Records excerpted from a collection:
::::::

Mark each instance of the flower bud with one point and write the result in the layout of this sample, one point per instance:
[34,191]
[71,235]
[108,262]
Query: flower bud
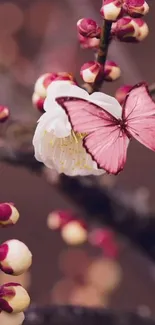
[74,232]
[15,257]
[57,219]
[13,298]
[88,42]
[90,71]
[4,113]
[143,29]
[45,80]
[11,319]
[111,9]
[111,71]
[88,28]
[126,30]
[38,102]
[9,215]
[136,8]
[122,92]
[104,238]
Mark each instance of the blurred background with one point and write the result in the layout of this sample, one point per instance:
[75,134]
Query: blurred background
[39,36]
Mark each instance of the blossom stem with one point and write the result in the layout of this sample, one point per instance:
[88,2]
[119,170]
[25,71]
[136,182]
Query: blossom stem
[101,55]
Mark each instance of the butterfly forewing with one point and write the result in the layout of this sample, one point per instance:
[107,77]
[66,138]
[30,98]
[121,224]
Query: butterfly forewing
[105,142]
[84,116]
[139,114]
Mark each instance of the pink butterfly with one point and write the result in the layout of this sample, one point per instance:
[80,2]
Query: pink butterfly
[107,137]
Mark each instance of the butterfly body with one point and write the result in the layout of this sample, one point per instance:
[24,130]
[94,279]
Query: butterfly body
[107,137]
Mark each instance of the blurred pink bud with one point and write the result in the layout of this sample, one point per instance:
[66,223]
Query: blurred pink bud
[9,215]
[143,29]
[38,102]
[57,219]
[88,28]
[13,298]
[90,71]
[126,30]
[111,71]
[45,80]
[4,113]
[74,232]
[122,92]
[88,42]
[111,9]
[15,257]
[104,239]
[136,8]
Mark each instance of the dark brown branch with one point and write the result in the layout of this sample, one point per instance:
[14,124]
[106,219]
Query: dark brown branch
[74,315]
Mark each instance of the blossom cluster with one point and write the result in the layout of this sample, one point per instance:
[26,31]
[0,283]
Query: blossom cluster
[15,259]
[55,142]
[75,231]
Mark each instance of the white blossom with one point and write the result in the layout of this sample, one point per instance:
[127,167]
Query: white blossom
[55,143]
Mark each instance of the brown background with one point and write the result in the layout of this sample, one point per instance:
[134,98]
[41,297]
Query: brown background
[47,39]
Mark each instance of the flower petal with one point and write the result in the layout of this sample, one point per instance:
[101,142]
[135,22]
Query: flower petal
[67,156]
[109,103]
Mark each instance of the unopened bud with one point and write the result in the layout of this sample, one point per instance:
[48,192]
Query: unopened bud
[13,298]
[90,71]
[15,257]
[11,319]
[57,219]
[4,113]
[136,8]
[88,42]
[111,71]
[143,29]
[9,215]
[111,9]
[88,28]
[38,102]
[122,92]
[126,30]
[74,232]
[45,80]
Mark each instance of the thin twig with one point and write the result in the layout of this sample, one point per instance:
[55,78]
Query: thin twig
[76,315]
[101,55]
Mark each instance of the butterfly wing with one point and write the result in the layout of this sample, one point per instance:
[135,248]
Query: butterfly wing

::::::

__Exercise prompt__:
Line by line, print the records above exactly, skipping each picture.

__Solution to this task__:
Mark each instance of the flower bud with one point and write the result in the layout of this sample, one point per instance:
[34,191]
[71,235]
[108,262]
Query: flower bud
[74,232]
[15,257]
[57,219]
[13,298]
[88,42]
[90,71]
[4,113]
[143,29]
[45,80]
[11,319]
[111,9]
[111,71]
[88,28]
[126,30]
[38,102]
[9,215]
[136,8]
[122,92]
[104,238]
Mark each instance of the blurred background with one point and write the result in the layout of this sample, one point per instance:
[75,134]
Query: blurred background
[39,36]
Mark each instance of the blossom stem with one point and write the result in the layout of this sample, one point per instance:
[88,2]
[119,170]
[25,71]
[136,182]
Query: blossom stem
[101,55]
Mark each instance of the butterfly forewing with one point and write the result in the layout of this sample, one point per instance:
[107,77]
[66,138]
[30,98]
[121,224]
Query: butterfly forewing
[105,142]
[84,116]
[139,114]
Mark each instance of the pink butterfly with one point and write the result in the layout of this sample, one point per instance:
[80,2]
Query: pink butterfly
[107,137]
Mark each instance of the butterfly body with one point and write the result in the layout of this sample, one point per instance:
[24,130]
[94,279]
Query: butterfly body
[107,137]
Mark each instance of the blurred pink bud with one point and write the result in the layout of this sample, one point per instance:
[66,223]
Query: blurred pink bud
[9,215]
[143,29]
[38,102]
[57,219]
[88,28]
[13,298]
[90,71]
[126,30]
[111,71]
[45,80]
[4,113]
[74,232]
[122,92]
[88,42]
[111,9]
[15,257]
[104,239]
[136,8]
Mark each instance of the dark brown branch with one point and write the result in the layout of this sample, one point per instance:
[14,124]
[106,219]
Query: dark brown branch
[74,315]
Mark each instance of the blossom cluster with one point and write the result in the layout of this sample, one point per instance:
[26,31]
[0,283]
Query: blossom cluster
[15,259]
[55,142]
[75,231]
Mark each instance of the white blossom with one point and write the result in the layout of this sample, one point per instance:
[127,167]
Query: white blossom
[55,143]
Mark each instance of the brown background with one point and write the result in the layout of this sample, one point per instance:
[134,98]
[41,297]
Query: brown background
[47,39]
Mark each instance of the flower petal with one point and write the result in the layout of this sample, one point per instance:
[101,142]
[135,22]
Query: flower petal
[67,156]
[109,103]
Mark each instance of the unopened bud with one point and write the result in the layout of this sample, one point per instance:
[48,192]
Query: unopened bud
[13,298]
[90,71]
[15,257]
[11,319]
[57,219]
[4,113]
[136,8]
[88,42]
[111,71]
[143,29]
[9,215]
[111,9]
[88,28]
[38,102]
[122,92]
[126,30]
[74,232]
[45,80]
Mark each instance of the thin twig with one point and write the result in the layout of this sample, one point per instance:
[55,78]
Query: thin twig
[76,315]
[101,55]
Mark each instance of the butterfly wing with one point and write the result in the layout of this sample, one point per instance:
[135,248]
Query: butterfly wing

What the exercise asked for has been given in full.